◆ WORK TASK
Print, exactly and without pictures, the lines from the one where "pole with a single point per instance." appears down to the end of the entries.

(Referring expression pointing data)

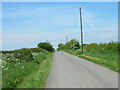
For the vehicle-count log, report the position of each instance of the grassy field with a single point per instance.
(105, 54)
(27, 70)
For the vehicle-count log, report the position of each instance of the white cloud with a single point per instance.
(60, 0)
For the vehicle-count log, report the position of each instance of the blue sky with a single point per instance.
(25, 24)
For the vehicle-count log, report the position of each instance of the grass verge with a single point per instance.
(38, 78)
(30, 74)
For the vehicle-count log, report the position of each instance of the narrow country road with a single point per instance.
(69, 71)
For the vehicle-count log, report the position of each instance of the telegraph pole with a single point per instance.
(81, 28)
(66, 39)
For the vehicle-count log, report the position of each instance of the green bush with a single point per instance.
(72, 44)
(46, 45)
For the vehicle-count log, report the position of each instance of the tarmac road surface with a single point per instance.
(69, 71)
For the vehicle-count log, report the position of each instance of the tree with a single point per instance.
(73, 44)
(61, 46)
(46, 45)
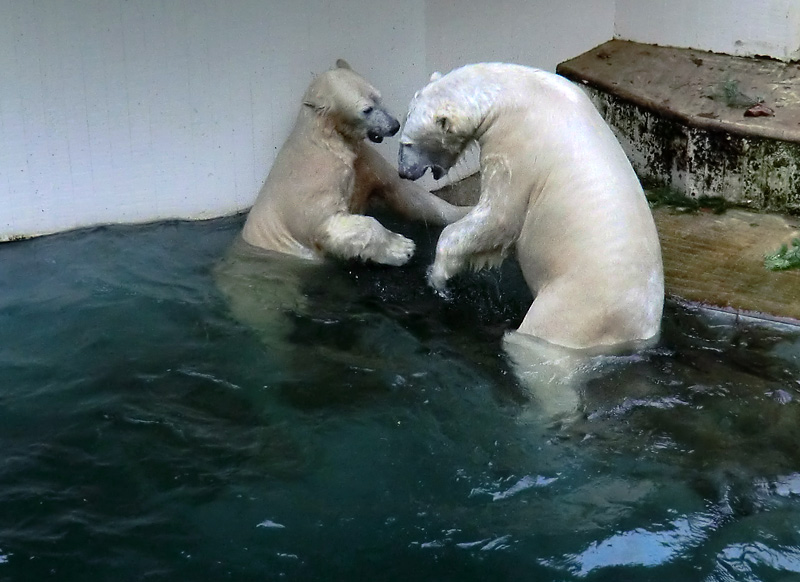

◆ ANSWER BELOW
For the vehicle-count log, report the position of each instance of the telegraph pole with a single point per instance.
(81, 28)
(66, 39)
For the vehicle-count log, report the position of each instance of the green bush with a single point per instance.
(72, 44)
(46, 45)
For the vehicle-count log, report the position of each instance of the tarmac road surface with a single point per instance.
(69, 71)
For the vehicle-count log, report the position of each instance of the tree with a single point per instance.
(73, 44)
(61, 46)
(46, 45)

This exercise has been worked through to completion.